What the exercise asks
Print the complete set of entries exactly.

++++ Records for this task ++++

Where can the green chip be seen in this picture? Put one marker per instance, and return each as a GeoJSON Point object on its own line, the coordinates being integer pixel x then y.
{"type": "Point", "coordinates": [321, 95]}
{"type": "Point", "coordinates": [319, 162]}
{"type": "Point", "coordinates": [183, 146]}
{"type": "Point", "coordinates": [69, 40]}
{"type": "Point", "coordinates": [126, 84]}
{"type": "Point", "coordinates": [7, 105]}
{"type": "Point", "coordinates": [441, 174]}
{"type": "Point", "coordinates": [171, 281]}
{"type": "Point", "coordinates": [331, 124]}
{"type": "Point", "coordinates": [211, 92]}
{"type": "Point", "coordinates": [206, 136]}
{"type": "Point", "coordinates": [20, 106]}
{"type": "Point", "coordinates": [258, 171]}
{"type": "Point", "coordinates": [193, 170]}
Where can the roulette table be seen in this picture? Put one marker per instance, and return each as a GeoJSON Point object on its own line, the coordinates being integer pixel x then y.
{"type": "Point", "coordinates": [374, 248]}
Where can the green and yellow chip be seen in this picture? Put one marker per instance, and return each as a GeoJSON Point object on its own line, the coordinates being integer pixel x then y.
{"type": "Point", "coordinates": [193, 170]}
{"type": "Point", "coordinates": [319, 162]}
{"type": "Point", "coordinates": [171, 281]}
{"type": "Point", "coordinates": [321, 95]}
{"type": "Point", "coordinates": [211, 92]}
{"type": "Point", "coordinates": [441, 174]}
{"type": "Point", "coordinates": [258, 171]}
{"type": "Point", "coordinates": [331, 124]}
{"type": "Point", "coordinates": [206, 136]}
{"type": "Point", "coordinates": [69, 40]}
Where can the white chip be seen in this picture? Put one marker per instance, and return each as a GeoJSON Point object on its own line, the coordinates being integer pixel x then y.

++++

Answer for this exercise
Where can the green chip be seen in this picture? Put one marker per instance, and return each as a GeoJSON Point object on its own line, the coordinates being integer pixel x then y.
{"type": "Point", "coordinates": [321, 95]}
{"type": "Point", "coordinates": [319, 162]}
{"type": "Point", "coordinates": [183, 146]}
{"type": "Point", "coordinates": [69, 40]}
{"type": "Point", "coordinates": [126, 84]}
{"type": "Point", "coordinates": [7, 105]}
{"type": "Point", "coordinates": [441, 174]}
{"type": "Point", "coordinates": [171, 281]}
{"type": "Point", "coordinates": [331, 124]}
{"type": "Point", "coordinates": [211, 92]}
{"type": "Point", "coordinates": [206, 136]}
{"type": "Point", "coordinates": [20, 106]}
{"type": "Point", "coordinates": [258, 171]}
{"type": "Point", "coordinates": [193, 170]}
Where can the roulette table be seen in this picture? Put one marker per instance, and return each as a GeoJSON Point object on its own line, the coordinates being integer pixel x then y.
{"type": "Point", "coordinates": [374, 248]}
Where can the green and yellow chip be seen in this picture? Put one marker per instance, and return each as a GeoJSON Point object on its own line, the coordinates being integer pixel x then y.
{"type": "Point", "coordinates": [193, 170]}
{"type": "Point", "coordinates": [319, 162]}
{"type": "Point", "coordinates": [171, 281]}
{"type": "Point", "coordinates": [321, 95]}
{"type": "Point", "coordinates": [211, 92]}
{"type": "Point", "coordinates": [441, 174]}
{"type": "Point", "coordinates": [258, 171]}
{"type": "Point", "coordinates": [331, 124]}
{"type": "Point", "coordinates": [206, 136]}
{"type": "Point", "coordinates": [69, 40]}
Where can the white chip be seen in this picture? Put one marker per instance, and return each as a GeoJSON Point object on its own line, the coordinates being integer pixel x then y.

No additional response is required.